■ Page excerpt:
This project demonstrates proficiency in financial data analysis, PDF processing, and automated report generation, key skills in the fintech industry.

In [11]:
import io
import os
import re
import PyPDF2
from google.colab import files
from reportlab.lib.pagesizes import letter
from reportlab.platypus import SimpleDocTemplate, Paragraph, Spacer, Table, TableStyle
from reportlab.lib.styles import getSampleStyleSheet
from reportlab.lib import colors

def extract_text_from_pdf(pdf_file):
    reader = PyPDF2.PdfReader(io.BytesIO(pdf_file))
    text = ""
    for page in reader.pages:
        text += page.extract_text()
    return text

def extract_company_name(text):
    match = re.search(r'([A-Z][A-Z\s&.]+)(?:\s+ANNOUNCES|,\s*INC\.)', text)
    if match:
        return match.group(1).strip()
    return "Unknown Company"

def extract_financial_data(text):
    patterns = {
        'Net sales': r'Net sales.*?\$(\d+\.?\d*)\s+billion',
        'Operating income': r'Operating income.*?\$(\d+\.?\d*)\s+billion',
        'Net income': r'Net income.*?\$(\d+\.?\d*)\s+billion',
        'North America sales': r'North America segment sales.*?\$(\d+\.?\d*)\s+billion',
        'International sales': r'International segment sales.*?\$(\d+\.?\d*)\s+billion',
        'AWS sales': r'AWS segment sales.*?\$(\d+\.?\d*)\s+billion',
    }
    data = {}
    for key, pattern in patterns.items():
        match = re.search(pattern, text)
        if match:
            data[key] = float(match.group(1))
    return data

def extract_key_points(text):
    points = re.findall(r'•\s*(.*?)(?:\n|$)', text)

■ Dataset content:

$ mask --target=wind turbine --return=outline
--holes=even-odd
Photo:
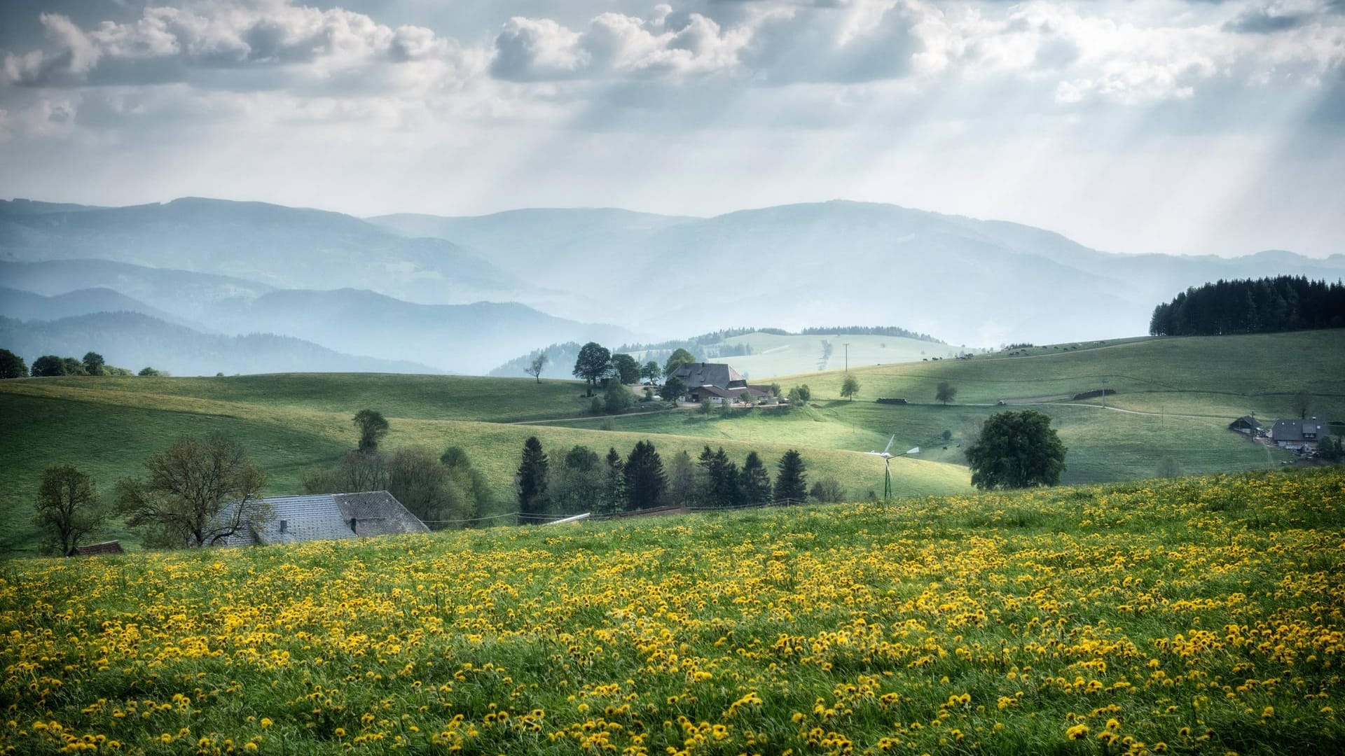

■ Exercise requirements:
1. Give every key in the patterns dictionary inside the financial data extraction code.
2. Carry on the financial data extraction code from the point where it stops.

■ Set of answers:
1. Net sales, Operating income, Net income, North America sales, International sales, AWS sales

2.
    return points[:5]  # Return top 5 bullet points

def create_comparison_table(current_data, previous_data, last_year_data):
    table_data = [['Metric', 'Current Quarter', 'Previous Quarter', 'Year-over-Year', 'QoQ Change', 'YoY Change']]
    for key in current_data.keys():
        current = current_data.get(key, 0)
        previous = previous_data.get(key, 0)
        last_year = last_year_data.get(key, 0)
        qoq_change = f"{((current - previous) / previous * 100):.2f}%" if previous else "N/A"
        yoy_change = f"{((current - last_year) / last_year * 100):.2f}%" if last_year else "N/A"
        table_data.append([
            key,
            f"${current:.2f}B",
            f"${previous:.2f}B",
            f"${last_year:.2f}B",
            qoq_change,
            yoy_change
        ])
    return table_data

def create_pdf_summary(company_name, comparison_table, key_points, filename):
    doc = SimpleDocTemplate(filename, pagesize=letter)
    styles = getSampleStyleSheet()
    story = []

    # Title
    story.append(Paragraph(f"{company_name} Quarterly Earnings Comparison", styles['Title']))
    story.append(Spacer(1, 12))

    # Comparison Table
    story.append(Paragraph("Financial Comparison", styles['Heading2']))
    t = Table(comparison_table)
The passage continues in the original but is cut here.